◆ About this exercise
Say how many lines of the listing below include "tree". Write only that number.

◆ Source data
= Beginning of Section =

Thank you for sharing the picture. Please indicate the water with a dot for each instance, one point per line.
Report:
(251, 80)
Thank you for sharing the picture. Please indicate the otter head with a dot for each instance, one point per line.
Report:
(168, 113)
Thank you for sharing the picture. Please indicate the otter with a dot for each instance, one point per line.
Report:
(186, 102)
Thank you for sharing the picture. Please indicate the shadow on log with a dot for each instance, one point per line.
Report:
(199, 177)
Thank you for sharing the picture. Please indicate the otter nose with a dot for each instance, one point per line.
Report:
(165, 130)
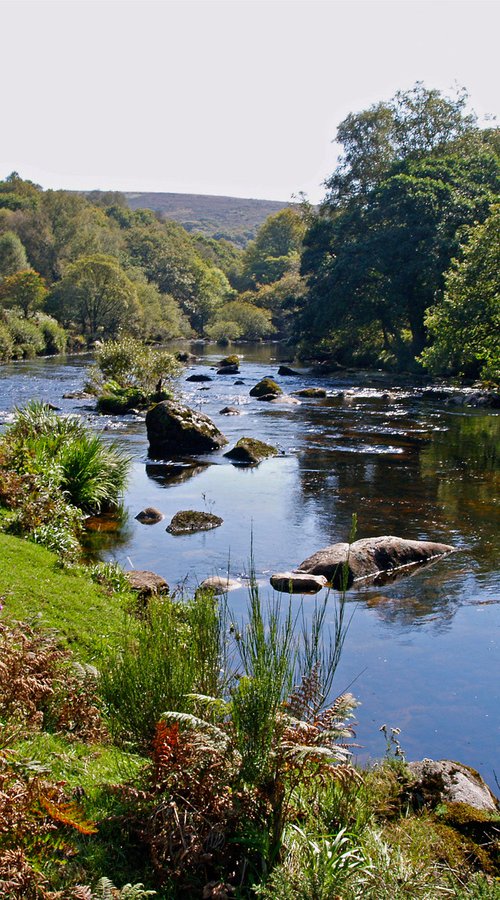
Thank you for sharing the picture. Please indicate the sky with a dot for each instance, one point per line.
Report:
(234, 97)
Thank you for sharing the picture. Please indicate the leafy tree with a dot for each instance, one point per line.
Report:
(96, 294)
(465, 326)
(25, 290)
(411, 124)
(12, 254)
(254, 324)
(276, 249)
(381, 264)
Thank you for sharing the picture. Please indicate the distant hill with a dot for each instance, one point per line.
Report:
(233, 218)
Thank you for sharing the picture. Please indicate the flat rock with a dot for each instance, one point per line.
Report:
(149, 516)
(187, 521)
(219, 585)
(265, 387)
(146, 584)
(175, 428)
(341, 564)
(445, 781)
(249, 451)
(297, 583)
(231, 369)
(311, 392)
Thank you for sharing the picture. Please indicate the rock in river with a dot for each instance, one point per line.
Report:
(175, 429)
(249, 452)
(187, 521)
(149, 516)
(368, 557)
(297, 583)
(266, 388)
(146, 584)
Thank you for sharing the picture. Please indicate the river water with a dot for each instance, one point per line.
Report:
(422, 652)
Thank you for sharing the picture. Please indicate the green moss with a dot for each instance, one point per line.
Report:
(33, 585)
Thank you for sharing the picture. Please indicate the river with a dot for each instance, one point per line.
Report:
(422, 652)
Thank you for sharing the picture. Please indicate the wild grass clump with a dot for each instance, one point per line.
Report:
(53, 472)
(129, 374)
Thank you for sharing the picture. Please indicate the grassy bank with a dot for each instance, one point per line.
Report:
(34, 586)
(195, 758)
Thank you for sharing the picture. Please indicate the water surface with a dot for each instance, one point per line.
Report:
(422, 652)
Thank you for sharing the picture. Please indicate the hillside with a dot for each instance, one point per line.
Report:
(233, 218)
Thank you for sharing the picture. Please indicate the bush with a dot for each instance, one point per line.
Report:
(6, 344)
(27, 338)
(128, 364)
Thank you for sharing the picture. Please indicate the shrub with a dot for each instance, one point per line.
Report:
(27, 338)
(6, 343)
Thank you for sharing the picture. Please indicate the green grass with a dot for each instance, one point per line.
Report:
(33, 585)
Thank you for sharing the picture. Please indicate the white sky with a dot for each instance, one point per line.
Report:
(235, 97)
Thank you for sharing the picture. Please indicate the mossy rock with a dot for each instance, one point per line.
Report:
(266, 387)
(249, 452)
(187, 521)
(120, 401)
(176, 429)
(232, 360)
(311, 392)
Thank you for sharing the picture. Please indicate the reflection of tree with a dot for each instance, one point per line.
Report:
(170, 474)
(464, 462)
(441, 487)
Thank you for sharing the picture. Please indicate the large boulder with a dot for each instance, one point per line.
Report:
(175, 429)
(267, 387)
(445, 781)
(341, 564)
(297, 583)
(149, 516)
(146, 584)
(187, 521)
(249, 451)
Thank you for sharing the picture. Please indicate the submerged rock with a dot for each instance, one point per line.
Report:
(219, 585)
(149, 516)
(146, 584)
(297, 583)
(175, 428)
(186, 521)
(445, 781)
(341, 564)
(249, 451)
(232, 369)
(267, 387)
(311, 392)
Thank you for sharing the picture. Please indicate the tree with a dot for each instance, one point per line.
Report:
(275, 249)
(25, 290)
(96, 294)
(12, 254)
(465, 326)
(411, 124)
(381, 264)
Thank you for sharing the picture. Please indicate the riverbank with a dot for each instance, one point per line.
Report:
(349, 831)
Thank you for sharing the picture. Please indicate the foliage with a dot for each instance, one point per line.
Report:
(24, 290)
(96, 294)
(172, 652)
(465, 326)
(127, 370)
(275, 250)
(12, 254)
(239, 319)
(52, 471)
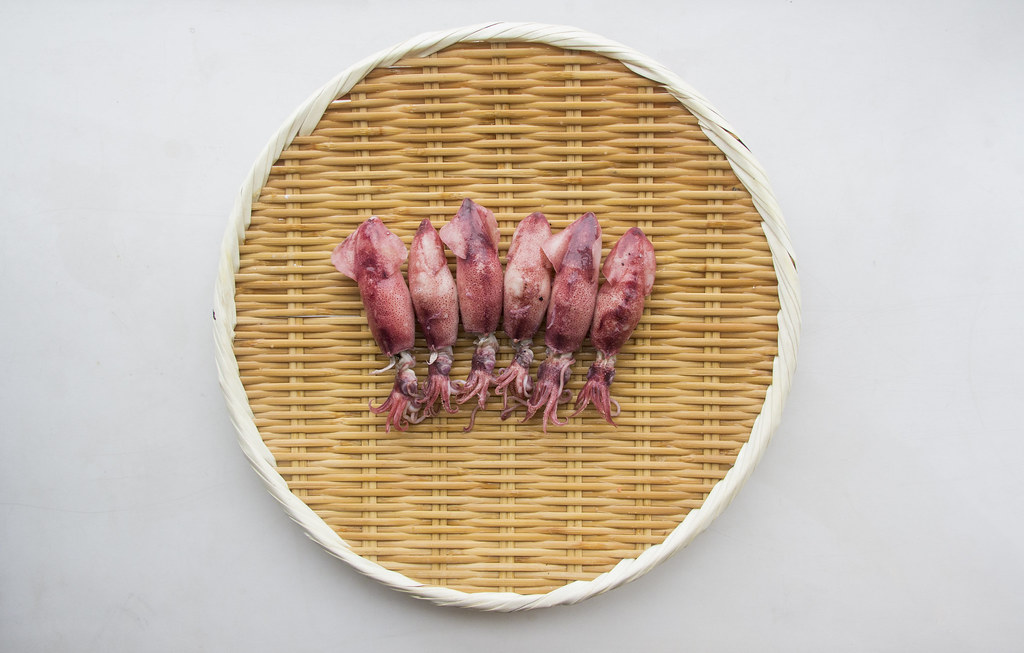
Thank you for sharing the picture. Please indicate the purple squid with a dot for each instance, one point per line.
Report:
(472, 235)
(576, 255)
(629, 276)
(373, 256)
(436, 305)
(527, 293)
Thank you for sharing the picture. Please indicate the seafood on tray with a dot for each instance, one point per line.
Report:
(472, 235)
(576, 256)
(436, 305)
(629, 276)
(480, 293)
(527, 293)
(373, 256)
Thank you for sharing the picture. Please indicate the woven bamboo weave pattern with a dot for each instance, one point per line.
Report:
(516, 127)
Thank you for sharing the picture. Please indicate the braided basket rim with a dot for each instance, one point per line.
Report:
(303, 121)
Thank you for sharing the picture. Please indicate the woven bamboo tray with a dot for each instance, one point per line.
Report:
(517, 117)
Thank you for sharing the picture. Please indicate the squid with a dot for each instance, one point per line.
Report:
(373, 257)
(629, 276)
(576, 256)
(527, 293)
(436, 305)
(472, 236)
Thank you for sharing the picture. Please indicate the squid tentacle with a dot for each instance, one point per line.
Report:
(402, 405)
(550, 390)
(439, 386)
(481, 376)
(515, 378)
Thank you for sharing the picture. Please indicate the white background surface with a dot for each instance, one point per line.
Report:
(886, 515)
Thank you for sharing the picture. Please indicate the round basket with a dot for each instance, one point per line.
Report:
(519, 118)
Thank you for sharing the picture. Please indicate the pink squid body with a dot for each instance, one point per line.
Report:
(433, 289)
(629, 277)
(373, 256)
(527, 293)
(527, 277)
(472, 236)
(576, 255)
(436, 304)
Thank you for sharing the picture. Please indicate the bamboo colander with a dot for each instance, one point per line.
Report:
(518, 118)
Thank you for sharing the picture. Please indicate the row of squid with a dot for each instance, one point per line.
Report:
(524, 294)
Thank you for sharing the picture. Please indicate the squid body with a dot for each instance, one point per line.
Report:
(373, 256)
(629, 276)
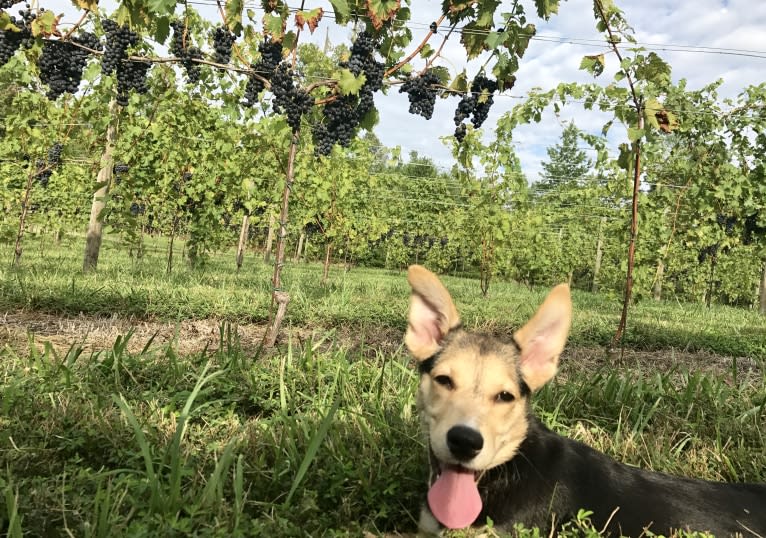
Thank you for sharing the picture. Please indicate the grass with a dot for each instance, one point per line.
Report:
(319, 437)
(52, 282)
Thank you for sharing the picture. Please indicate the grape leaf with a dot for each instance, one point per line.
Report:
(382, 11)
(473, 37)
(274, 26)
(162, 7)
(348, 83)
(635, 134)
(6, 24)
(485, 15)
(342, 12)
(45, 24)
(234, 15)
(593, 64)
(546, 8)
(90, 5)
(309, 18)
(426, 51)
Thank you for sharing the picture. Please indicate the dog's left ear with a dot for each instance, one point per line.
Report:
(543, 338)
(432, 313)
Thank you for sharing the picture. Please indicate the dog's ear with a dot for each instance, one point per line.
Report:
(543, 338)
(432, 313)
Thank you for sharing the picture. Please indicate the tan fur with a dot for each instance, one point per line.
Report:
(480, 369)
(432, 313)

= End of Section =

◆ Problem solution
3